Directions ::
A - Answer these questions using the RNA-seq setup instructions:
(i) What name should the directory for input and output files have?
(ii) Which R package does a comment mark as being for gene annotation?
(iii) Which file path is passed to the download function?
B - Pick up the RNA-seq setup instructions after their last line and write what comes next.

Document text ::
○ ○ ○ ○

Create a directory named data
in your current working directory for input and output files.
Load R packages.
library(pheatmap) #plot heatmap
library(DESeq2) #differential gene expression for RNA-seq
library(pvclust) #clustering bootstrapping
library(biomaRt) #gene annotation
library(rafalib) #nice plot arrangement
rafalib::mypar(mar=c(6,2.5,2.5,1)) #sets nice arrangement for the whole document
# source download function
source("https://raw.githubusercontent.com/NBISweden/workshop-RNAseq/master/assets/scripts.R")
Load the sequencing data and the metadata data with sample information.
# Load data and metadata
download_data("data/counts_tpm.csv")
data <- read.csv("data/counts_tpm.csv",header=TRUE,stringsAsFactors=FALSE,row.names=1)

○ ○ ○ ○

Data shown ::
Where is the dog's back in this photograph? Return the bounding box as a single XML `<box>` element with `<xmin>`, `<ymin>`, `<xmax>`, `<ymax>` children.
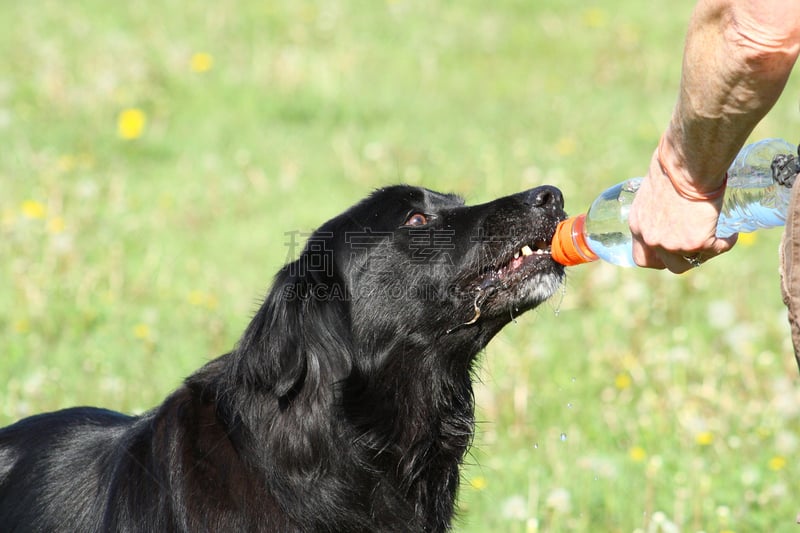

○ ○ ○ ○

Replies ::
A -
(i) data
(ii) biomaRt
(iii) "data/counts_tpm.csv"

B -
# if file doesn't exist, download it
download_data("data/metadata_raw.csv")
metadata <- read.csv("data/metadata_raw.csv",header=TRUE,stringsAsFactors=TRUE,row.names=1)
A useful step is to convert ENSEMBL gene/transcript IDs into meaningful gene names. This can be done in many way using a gtf file or using the biomaRt
function in R.
download_data("data/mouse_genes.txt")
mouse <- biomaRt::useMart(biomart="ensembl", dataset="mmusculus_gene_ensembl")
annot <- biomaRt::getBM(attributes = c("ensembl_gene_id","external_gene_name"),mart = mouse,useCache=FALSE)
gene_names <- as.character ( annot[match(rownames(data),annot[,"ensembl_gene_id"]),"external_gene_name"] )
gene_names[is.na(gene_names) ] <- ""
Remove missing or fuse duplicated annotations and sum transcripts into genes.
data <- rowsum(data, group = as.character(gene_names) ) #assign gene names and sum duplicates
data <- data[ rownames(data) != "" , ] #remove blank annotation
data <- data[ rownames(data) != "NA" , ] #remove blank annotation
data <- data[ order(rownames(data)),] #order genes alphabetically
dim(data)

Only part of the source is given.